[RECORDS TO USE]:
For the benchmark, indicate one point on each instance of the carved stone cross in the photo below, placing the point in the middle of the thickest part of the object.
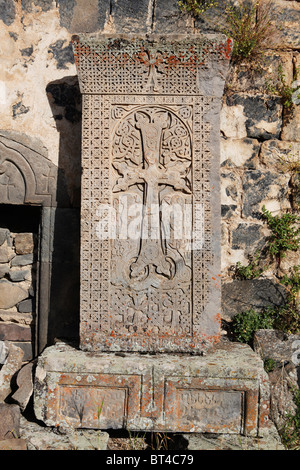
(153, 176)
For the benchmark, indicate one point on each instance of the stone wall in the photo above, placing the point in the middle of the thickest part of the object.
(17, 289)
(40, 101)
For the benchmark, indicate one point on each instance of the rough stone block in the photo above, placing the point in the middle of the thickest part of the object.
(3, 352)
(12, 364)
(25, 386)
(23, 260)
(239, 153)
(19, 276)
(168, 308)
(4, 269)
(11, 294)
(4, 235)
(257, 294)
(26, 306)
(175, 393)
(24, 243)
(257, 117)
(277, 345)
(9, 421)
(6, 253)
(14, 332)
(13, 444)
(264, 188)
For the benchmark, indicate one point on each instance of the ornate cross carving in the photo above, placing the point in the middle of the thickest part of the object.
(154, 176)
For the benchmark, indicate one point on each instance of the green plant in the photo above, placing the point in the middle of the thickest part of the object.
(250, 24)
(246, 323)
(251, 271)
(269, 364)
(196, 7)
(292, 282)
(280, 87)
(285, 233)
(290, 433)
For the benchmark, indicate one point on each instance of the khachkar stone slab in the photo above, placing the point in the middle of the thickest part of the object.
(225, 391)
(150, 215)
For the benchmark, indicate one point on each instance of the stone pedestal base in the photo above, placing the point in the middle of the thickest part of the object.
(225, 391)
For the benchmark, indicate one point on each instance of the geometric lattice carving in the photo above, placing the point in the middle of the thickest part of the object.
(150, 141)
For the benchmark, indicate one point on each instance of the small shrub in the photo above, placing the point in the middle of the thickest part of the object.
(269, 364)
(196, 7)
(251, 271)
(285, 232)
(246, 323)
(280, 87)
(250, 24)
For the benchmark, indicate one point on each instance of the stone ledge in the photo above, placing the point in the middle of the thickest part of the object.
(225, 391)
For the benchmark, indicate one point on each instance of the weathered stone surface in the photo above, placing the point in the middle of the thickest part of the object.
(249, 237)
(251, 116)
(270, 441)
(4, 269)
(12, 364)
(192, 389)
(3, 352)
(279, 155)
(4, 235)
(6, 253)
(14, 332)
(43, 438)
(239, 153)
(264, 189)
(7, 11)
(26, 306)
(23, 260)
(11, 294)
(257, 294)
(25, 386)
(24, 243)
(13, 444)
(9, 421)
(27, 348)
(291, 127)
(283, 382)
(156, 286)
(14, 316)
(19, 275)
(277, 345)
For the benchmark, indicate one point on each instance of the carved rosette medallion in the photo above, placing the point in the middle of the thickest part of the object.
(150, 238)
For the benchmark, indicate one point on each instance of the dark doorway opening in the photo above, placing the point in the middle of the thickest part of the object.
(19, 274)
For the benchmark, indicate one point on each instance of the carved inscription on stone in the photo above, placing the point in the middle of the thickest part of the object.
(210, 408)
(93, 406)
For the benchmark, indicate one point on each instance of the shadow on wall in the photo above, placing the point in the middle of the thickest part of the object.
(63, 322)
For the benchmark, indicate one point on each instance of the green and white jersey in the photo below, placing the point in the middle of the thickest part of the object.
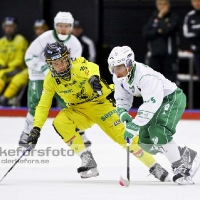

[YOUR GOAL]:
Find every line in the material above that contains the word "green" and copy each of those lines out in full.

[TASK ANSWER]:
For the benchmark, indicate one point on each instance of the green plant in the photo above, placing the point in the middle of the thickest part of the object.
For the benchmark, indicate one point on each instance of the green and white jersey in the photo below, placing the point in the middle of the thickest part of the object.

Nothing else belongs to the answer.